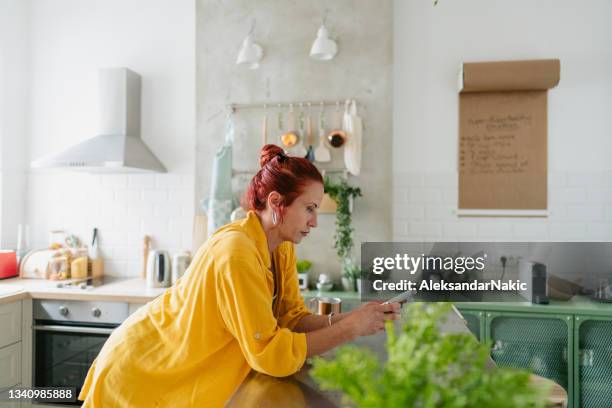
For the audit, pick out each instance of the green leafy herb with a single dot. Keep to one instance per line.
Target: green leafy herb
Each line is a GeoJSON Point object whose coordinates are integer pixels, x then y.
{"type": "Point", "coordinates": [428, 369]}
{"type": "Point", "coordinates": [341, 192]}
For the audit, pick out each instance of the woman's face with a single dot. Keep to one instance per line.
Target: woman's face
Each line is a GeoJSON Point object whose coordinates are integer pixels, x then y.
{"type": "Point", "coordinates": [301, 215]}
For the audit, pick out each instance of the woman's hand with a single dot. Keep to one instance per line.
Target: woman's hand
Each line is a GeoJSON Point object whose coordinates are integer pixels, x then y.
{"type": "Point", "coordinates": [370, 318]}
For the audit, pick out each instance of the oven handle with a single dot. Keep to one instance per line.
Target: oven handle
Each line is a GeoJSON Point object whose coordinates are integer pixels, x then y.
{"type": "Point", "coordinates": [72, 329]}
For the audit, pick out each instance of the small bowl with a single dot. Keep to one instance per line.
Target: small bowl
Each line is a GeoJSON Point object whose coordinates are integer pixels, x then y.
{"type": "Point", "coordinates": [325, 287]}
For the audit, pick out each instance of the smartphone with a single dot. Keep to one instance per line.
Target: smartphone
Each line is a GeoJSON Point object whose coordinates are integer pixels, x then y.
{"type": "Point", "coordinates": [402, 297]}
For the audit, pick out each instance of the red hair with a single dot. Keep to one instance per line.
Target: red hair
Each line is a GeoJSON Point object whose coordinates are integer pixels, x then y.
{"type": "Point", "coordinates": [287, 175]}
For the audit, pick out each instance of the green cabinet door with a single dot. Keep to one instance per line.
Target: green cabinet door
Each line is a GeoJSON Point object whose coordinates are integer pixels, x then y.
{"type": "Point", "coordinates": [475, 322]}
{"type": "Point", "coordinates": [541, 343]}
{"type": "Point", "coordinates": [593, 362]}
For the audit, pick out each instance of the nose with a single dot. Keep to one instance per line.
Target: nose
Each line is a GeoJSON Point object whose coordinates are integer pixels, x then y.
{"type": "Point", "coordinates": [313, 221]}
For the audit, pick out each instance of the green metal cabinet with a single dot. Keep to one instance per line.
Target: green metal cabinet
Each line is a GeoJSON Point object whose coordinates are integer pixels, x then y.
{"type": "Point", "coordinates": [568, 342]}
{"type": "Point", "coordinates": [593, 361]}
{"type": "Point", "coordinates": [475, 322]}
{"type": "Point", "coordinates": [541, 343]}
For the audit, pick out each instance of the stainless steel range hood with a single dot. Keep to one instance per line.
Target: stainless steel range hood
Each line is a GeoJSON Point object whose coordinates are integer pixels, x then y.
{"type": "Point", "coordinates": [118, 148]}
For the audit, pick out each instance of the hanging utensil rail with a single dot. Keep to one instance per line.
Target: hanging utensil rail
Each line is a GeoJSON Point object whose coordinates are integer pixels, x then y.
{"type": "Point", "coordinates": [264, 105]}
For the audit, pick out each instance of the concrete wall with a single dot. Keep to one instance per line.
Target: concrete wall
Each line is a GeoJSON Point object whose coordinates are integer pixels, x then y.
{"type": "Point", "coordinates": [430, 43]}
{"type": "Point", "coordinates": [286, 30]}
{"type": "Point", "coordinates": [70, 40]}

---

» **Exercise objective**:
All of the entries above should be duplicated exactly, except for the pictures.

» **Answer below**:
For the audit, pick out each instance of the green leafy herb with a single dot. Keep to one instance per line.
Target: green leafy herb
Each line is a GeoJSON Point object whose coordinates are integer pixels, x then y.
{"type": "Point", "coordinates": [428, 369]}
{"type": "Point", "coordinates": [341, 192]}
For the audit, pick out each instance of the woman's face with a single dot. Keep to one instance per line.
Target: woman's face
Each line is a GeoJSON Point object whose coordinates are integer pixels, x then y.
{"type": "Point", "coordinates": [301, 215]}
For the audit, pick out each instance of the woman's hand with a single dot. Keep to one instance per line.
Target: woman's hand
Each line is a GeoJSON Point object whose coordinates are integer pixels, x then y.
{"type": "Point", "coordinates": [370, 318]}
For the audit, pick out each instance of the oven handle with a single dot. Keep to one instance per line.
Target: oven handle
Each line is a GeoJSON Point object whose coordinates are integer pixels, x then y.
{"type": "Point", "coordinates": [72, 329]}
For the audit, pick out each instance of the small bowl with a single dot. Keep to one instance per line.
Target: small bowl
Each line is a GeoJSON Point object whose coordinates are integer pixels, x then y.
{"type": "Point", "coordinates": [325, 287]}
For the audit, pick out each instance of the smartphone with a single dot. Keep to one instance per line.
Target: smartphone
Each line is a GeoJSON Point object whose coordinates are integer pixels, x then y.
{"type": "Point", "coordinates": [402, 297]}
For the audit, pick out each instance of the red hair with a single dot. Keep to one instance per line.
Target: red hair
Each line is a GeoJSON Point object whose coordinates are integer pixels, x then y.
{"type": "Point", "coordinates": [287, 175]}
For the audit, pick out each instance of the green cabinet door with a single dot. Keep to one instance per line.
Target: green cabinet door
Each line is a GeoJSON Point object whose coordinates are integer pixels, x then y.
{"type": "Point", "coordinates": [475, 322]}
{"type": "Point", "coordinates": [541, 343]}
{"type": "Point", "coordinates": [593, 362]}
For the audit, pick out each instance of the nose with a single dot. Keep to one instance per line.
Target: nose
Each line is a GeoJSON Point object whose coordinates are integer pixels, x then y.
{"type": "Point", "coordinates": [313, 221]}
For the audit, pick out each instance of the green metal cabinet with a single dot. Keep to one instance per line.
Target: green metal cabinet
Each line is a GeoJSON Point object whose coordinates are integer pixels, x then y.
{"type": "Point", "coordinates": [568, 342]}
{"type": "Point", "coordinates": [593, 361]}
{"type": "Point", "coordinates": [475, 322]}
{"type": "Point", "coordinates": [541, 343]}
For the audit, pick out each instance of the stainless steel range hood with a single dot. Keep to one instance per line.
Target: stainless steel range hood
Each line is a GeoJSON Point object whose coordinates are integer pixels, x then y.
{"type": "Point", "coordinates": [118, 148]}
For the audit, pick out each instance of the hanging utensil rail with a single dot. Keep to one instance per line.
Target: hanging utensil rail
Each line is a GeoJSON Point object whose coordinates are integer pixels, x then y.
{"type": "Point", "coordinates": [264, 105]}
For the audit, pick out each instance of the concrete wall with a single dot. Keep to one instance per line.
Target: concrete wall
Each line is a GeoJSON Point object whose coordinates are integer pixels, x then y.
{"type": "Point", "coordinates": [430, 43]}
{"type": "Point", "coordinates": [286, 30]}
{"type": "Point", "coordinates": [70, 40]}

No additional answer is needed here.